* [Task] Copy out the entries below precisely; nothing is to be omitted.

* [Records from a dataset]
########################################
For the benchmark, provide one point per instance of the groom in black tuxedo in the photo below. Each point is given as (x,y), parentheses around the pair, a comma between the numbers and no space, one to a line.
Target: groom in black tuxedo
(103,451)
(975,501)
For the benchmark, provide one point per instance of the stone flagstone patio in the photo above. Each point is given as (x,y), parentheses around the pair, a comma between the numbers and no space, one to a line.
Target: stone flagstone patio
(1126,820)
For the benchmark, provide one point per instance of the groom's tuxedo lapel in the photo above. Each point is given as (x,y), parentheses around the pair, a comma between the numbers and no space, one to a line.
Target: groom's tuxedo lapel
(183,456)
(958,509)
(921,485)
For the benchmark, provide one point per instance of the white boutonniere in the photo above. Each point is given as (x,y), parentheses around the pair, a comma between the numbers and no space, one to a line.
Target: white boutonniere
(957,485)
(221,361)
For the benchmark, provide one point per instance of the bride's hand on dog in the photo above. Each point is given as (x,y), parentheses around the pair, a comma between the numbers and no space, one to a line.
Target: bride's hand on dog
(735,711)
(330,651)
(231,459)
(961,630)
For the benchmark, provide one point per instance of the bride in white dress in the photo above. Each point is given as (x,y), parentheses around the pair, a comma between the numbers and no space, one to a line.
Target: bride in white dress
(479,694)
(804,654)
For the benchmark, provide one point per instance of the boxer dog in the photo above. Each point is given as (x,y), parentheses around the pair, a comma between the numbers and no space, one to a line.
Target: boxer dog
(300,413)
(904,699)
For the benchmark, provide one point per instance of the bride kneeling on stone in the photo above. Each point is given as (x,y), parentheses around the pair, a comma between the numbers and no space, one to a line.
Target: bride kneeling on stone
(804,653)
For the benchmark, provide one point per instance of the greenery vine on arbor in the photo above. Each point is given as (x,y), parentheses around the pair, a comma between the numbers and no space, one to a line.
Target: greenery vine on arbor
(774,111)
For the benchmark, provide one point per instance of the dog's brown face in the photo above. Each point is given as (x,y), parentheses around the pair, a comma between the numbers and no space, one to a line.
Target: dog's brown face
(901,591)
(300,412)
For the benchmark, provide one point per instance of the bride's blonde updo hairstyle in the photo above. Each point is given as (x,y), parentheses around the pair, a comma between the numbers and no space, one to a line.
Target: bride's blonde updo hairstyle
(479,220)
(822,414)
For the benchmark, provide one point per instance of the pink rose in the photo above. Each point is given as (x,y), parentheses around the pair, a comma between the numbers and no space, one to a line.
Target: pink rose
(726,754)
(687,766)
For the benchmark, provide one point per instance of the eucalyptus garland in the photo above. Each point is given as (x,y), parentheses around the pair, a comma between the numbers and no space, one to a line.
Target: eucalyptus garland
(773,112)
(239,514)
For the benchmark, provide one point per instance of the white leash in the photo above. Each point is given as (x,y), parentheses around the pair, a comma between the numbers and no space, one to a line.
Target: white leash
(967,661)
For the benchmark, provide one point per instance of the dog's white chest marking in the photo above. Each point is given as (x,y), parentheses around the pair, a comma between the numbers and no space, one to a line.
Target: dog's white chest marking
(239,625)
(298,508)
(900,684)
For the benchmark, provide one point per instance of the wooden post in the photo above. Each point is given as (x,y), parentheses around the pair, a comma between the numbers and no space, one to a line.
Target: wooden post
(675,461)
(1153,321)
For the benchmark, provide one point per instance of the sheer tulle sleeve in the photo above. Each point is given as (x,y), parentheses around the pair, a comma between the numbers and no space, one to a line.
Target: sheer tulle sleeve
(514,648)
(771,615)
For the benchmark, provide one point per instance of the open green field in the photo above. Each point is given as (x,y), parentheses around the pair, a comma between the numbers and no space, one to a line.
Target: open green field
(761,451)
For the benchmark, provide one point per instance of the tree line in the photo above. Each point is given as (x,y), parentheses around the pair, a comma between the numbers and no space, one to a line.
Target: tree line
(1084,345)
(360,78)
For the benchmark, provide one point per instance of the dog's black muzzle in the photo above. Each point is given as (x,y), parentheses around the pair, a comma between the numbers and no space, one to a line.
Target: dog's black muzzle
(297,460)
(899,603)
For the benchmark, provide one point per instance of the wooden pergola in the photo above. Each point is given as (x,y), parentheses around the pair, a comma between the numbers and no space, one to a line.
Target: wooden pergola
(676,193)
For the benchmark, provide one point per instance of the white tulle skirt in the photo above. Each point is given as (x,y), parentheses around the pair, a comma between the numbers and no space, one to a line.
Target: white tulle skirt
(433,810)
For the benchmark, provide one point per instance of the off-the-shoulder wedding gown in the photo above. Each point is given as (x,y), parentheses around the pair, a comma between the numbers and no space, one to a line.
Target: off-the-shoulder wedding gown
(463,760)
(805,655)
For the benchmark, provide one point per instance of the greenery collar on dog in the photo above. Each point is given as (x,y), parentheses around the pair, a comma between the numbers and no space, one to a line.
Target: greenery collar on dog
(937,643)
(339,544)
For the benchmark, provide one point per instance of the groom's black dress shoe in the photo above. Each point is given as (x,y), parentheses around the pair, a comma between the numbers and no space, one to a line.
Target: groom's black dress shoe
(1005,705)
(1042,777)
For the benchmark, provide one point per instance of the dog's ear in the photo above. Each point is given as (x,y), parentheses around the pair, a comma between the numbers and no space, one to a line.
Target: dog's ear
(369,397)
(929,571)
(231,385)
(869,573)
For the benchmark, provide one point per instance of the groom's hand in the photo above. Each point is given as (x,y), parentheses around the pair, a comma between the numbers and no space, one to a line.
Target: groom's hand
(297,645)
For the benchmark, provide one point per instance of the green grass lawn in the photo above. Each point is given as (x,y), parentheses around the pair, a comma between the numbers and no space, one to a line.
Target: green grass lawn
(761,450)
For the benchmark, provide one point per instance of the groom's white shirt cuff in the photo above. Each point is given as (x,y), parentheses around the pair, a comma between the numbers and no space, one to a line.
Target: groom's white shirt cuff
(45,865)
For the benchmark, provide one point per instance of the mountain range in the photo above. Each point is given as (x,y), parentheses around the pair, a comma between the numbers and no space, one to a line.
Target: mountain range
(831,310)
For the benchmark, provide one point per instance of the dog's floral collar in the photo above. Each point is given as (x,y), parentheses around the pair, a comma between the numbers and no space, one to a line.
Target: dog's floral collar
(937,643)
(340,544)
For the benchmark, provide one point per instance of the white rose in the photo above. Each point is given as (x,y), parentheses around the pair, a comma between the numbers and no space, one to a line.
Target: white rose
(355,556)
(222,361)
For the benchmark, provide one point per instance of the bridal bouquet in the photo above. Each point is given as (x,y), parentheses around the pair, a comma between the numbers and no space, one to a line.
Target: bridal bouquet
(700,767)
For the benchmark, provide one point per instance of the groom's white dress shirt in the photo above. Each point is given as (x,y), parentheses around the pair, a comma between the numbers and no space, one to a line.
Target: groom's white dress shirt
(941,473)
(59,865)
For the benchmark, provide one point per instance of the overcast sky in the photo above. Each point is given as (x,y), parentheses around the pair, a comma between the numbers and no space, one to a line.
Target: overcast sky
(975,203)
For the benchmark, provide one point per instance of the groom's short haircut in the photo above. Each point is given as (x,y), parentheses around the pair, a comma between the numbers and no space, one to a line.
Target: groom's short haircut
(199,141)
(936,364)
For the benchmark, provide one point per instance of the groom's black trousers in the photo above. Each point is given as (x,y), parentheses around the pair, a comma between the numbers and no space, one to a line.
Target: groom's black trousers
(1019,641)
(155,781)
########################################
* [Task answer]
For the benchmark, provide one point per instance of the groom in black tuxedo in the photo below. Each point is given as (x,y), parentheses around the pair, a comma between the numbers and no space, one to a line.
Target: groom in black tuxedo
(103,451)
(975,501)
For the benchmark, provide one point per instance of the stone flagstone patio in the photo above. Each point is given as (x,y), parentheses around the pair, a comma between the numbers and no space, one to a line.
Target: stone flagstone patio
(1126,820)
For the benchmark, provide one point per instance of the groom's tuxedo lapel in the photo above. Each point is given as (x,y), parentheses around the pair, a comma between the numbers and no space, one to a line.
Target: groom's tuxedo lapel
(183,456)
(958,509)
(921,485)
For the benchmark, provide one point per instance of the white boutonniere in the photo above. Each point is given as (x,y), parentheses around the pair, a comma between the numbers and no space, one to a line.
Target: white boutonniere
(957,485)
(221,361)
For the benchmark, provide one point per instance of the bride's hand on dog in the photo above. Each point is given as (x,y), parentheses around the pair, a comma between the numbers and no space, one to a line.
Target: bride's hand on dog
(735,711)
(330,651)
(231,459)
(961,630)
For the benchmark, provide one point per instance of the bride in white dress in the photo above. Each point is given as (x,y), parentheses around the pair, a comma between the numbers and no space, one to a line.
Target: bride in white dress
(479,694)
(804,654)
For the benchmark, provide one point per instance of the boxer dog in the photo above. Each point is given as (x,y), parentheses around the pair, a comma between the numbers and no space, one to a line.
Target: boxer dog
(300,413)
(904,699)
For the benchmark, provide one point per instance of the bride kneeling on stone in the photo above. Each point is given as (x,y), parentheses around the pair, a comma between the numbers and no space, one to a line.
Target: bride kneeling on stone
(804,653)
For the benchmark, provide one point per instance of the greenery vine on arbor in the photo above. Each point is given as (x,y), parentheses around the pair, a comma between the numbers and no space, one to a line.
Target: greenery vine on arbor
(774,111)
For the benchmark, provide one point per instance of the dog's brown face in the photo above. Each point is given as (x,y), parentheses around the pair, a comma between the numbers and no space, one to a line.
Target: dog's brown face
(901,591)
(300,412)
For the benchmark, provide one point per instance of the bride's blonde updo hairstyle in the photo above. Each point is given as (x,y), parentheses around the pair, a comma between the numbers and no space, one to a line.
Target: bride's blonde updo hairstyle
(479,220)
(822,414)
For the benchmark, provide one point per instance of the pink rose in the photo above. Each point is given as (x,y), parentheses around the pair, a comma between the numbers and no space, one to a line.
Target: pink rose
(726,754)
(687,766)
For the benchmark, provide one point per instance of the eucalyptus garland in the photo above. Each point is given as (x,y), parentheses around the pair, a comma between the numbers and no space, one to a line.
Target: eucalyptus garland
(773,112)
(239,514)
For the benchmark, provide one point per instance of the white leash in the photo above. Each point is given as (x,y), parentheses around the pair, a comma between the numbers and no space, one to a line.
Target: white leash
(967,661)
For the benchmark, provide one point per instance of the dog's white chest marking in the photo above. Each point is given as (x,y), parentheses around the pair, a comma between the numbers and no space, one to a line.
Target: dog's white chest marking
(239,625)
(298,508)
(900,684)
For the benchmark, provide one point per instance of the wooden post in the photo above. Each point is given as (x,y), parentheses around the pair, a comma between the numbers and no space, one to a line.
Target: wooden post
(675,461)
(1153,321)
For the benchmark, provide one point per instance of the sheer tulle sleeve in the photo above. Each point is given as (x,y), parentheses around the pair, a comma between the numbers and no space, one to a line.
Target: sheer tulle sleeve
(514,648)
(771,615)
For the benchmark, provide one point per instance of the open green field in the photo above. Each point is given as (x,y), parentheses around the pair, a comma between the numbers and no space, one to a line.
Target: open green field
(761,451)
For the benchmark, provide one point per instance of the tree line in the photo above. Each point is given as (x,y), parentheses around the pair, a comma between the numbers and no space, one to a line.
Target: tree line
(1084,345)
(360,78)
For the benchmark, provide one point per instance of the dog's black muzzle in the photo above. Each point is given as (x,y), parentheses around the pair, a comma between the numbers and no space, one to a line.
Target: dog's black muzzle
(297,460)
(899,603)
For the benchmark, provide one point per instance of the wooden pergola in the photo above. Each point is given as (x,y), parentheses around the pair, a comma between the numbers and no space, one to a line.
Target: wooden pergola
(676,193)
For the benchmark, provide one point per instance of the white tulle skirt in the photo above. Each point is given as (x,y), parentheses around the pair, a comma between the numbers and no space, one to a line.
Target: white tulle skirt
(433,810)
For the benchmark, provide one point per instance of the off-the-shoulder wedding gown in the photo above. Each point is given as (x,y), parentheses around the pair, a comma between the numbers and no space, one to a line.
Target: off-the-shoulder wedding gown
(463,760)
(805,655)
For the benchmark, provide one point per instance of the greenery collar on dog in the photo above. Each point is given as (x,y), parentheses around the pair, a comma between the numbers and no space, one to a line.
Target: greenery collar on dog
(937,643)
(339,544)
For the benchmark, provide one point per instance of the groom's black dress shoe in the photo above. Each point is given as (x,y), parentheses around the pair, a comma between the numbers and no space, one to a line.
Target: groom's black dress shoe
(1005,705)
(1042,777)
For the benchmark, provide one point per instance of the dog's ear in the photo above. Each point is given as (x,y), parentheses around the pair, a comma between the numbers and no space, one to a line.
Target: dog's ear
(369,397)
(929,571)
(231,385)
(869,573)
For the benchmark, provide one point per instance of the groom's hand in the photo above. Each point is given as (x,y), parentheses around the pair, a comma between the numbers and no space, one to a line.
Target: groom's hand
(297,645)
For the benchmark, provide one point per instance of the green grass lawn in the photo above. Each point is given as (x,y), parentheses around the pair, a comma between the numbers and no space, one to a line.
Target: green grass lawn
(761,450)
For the benchmark, provide one point per instance of the groom's white shirt cuff in the photo above. Each point is given as (x,y), parentheses around the pair, a comma between the numbers and no space, one to a line.
Target: groom's white shirt cuff
(45,865)
For the benchmark, provide one point per instance of the mountain range in the photo above. Each point is given as (x,y), parentheses around the pair, a comma between the numbers and no space, one to a line.
Target: mountain range
(831,310)
For the benchmark, provide one point per instance of the dog's floral collar in the photo above. Each point is given as (x,y), parentheses around the pair, a comma between the numbers and no space, one to a line.
Target: dog's floral collar
(937,643)
(340,544)
For the benchmark, provide one point per instance of the white rose in the photo above. Each point is given as (x,y), parentheses around the pair, a comma between the numbers and no space, one to a line.
Target: white rose
(355,556)
(222,361)
For the benchmark, provide one point per instance of the bridal bouquet in the photo above. Each point is given as (x,y), parentheses around the pair, a comma between the numbers and no space, one to a line.
Target: bridal bouquet
(700,767)
For the benchmark, provide one point per instance of the groom's white dress shirt in the photo above. Each point is given as (x,y), parentheses around the pair, a comma between the numbers and no space, one to a line.
Target: groom's white dress shirt
(941,473)
(59,865)
For the benchmark, provide one point per instance of the overcast sky in the photo above. Each point is given as (x,y), parentheses around the pair, a comma between the numbers and no space, one to a line.
Target: overcast sky
(975,203)
For the benchmark, provide one point per instance of the groom's short haircut in the photo above. Each point is given as (x,y), parentheses around the pair, a comma between the numbers and no space, one to a line.
Target: groom's short haircut
(199,141)
(936,364)
For the benchmark, provide one point per instance of the groom's black trousers in the photo above. Each point is given as (x,y), parentheses around the pair, a comma between the numbers and no space, one to a line.
Target: groom's black trousers
(1019,641)
(155,781)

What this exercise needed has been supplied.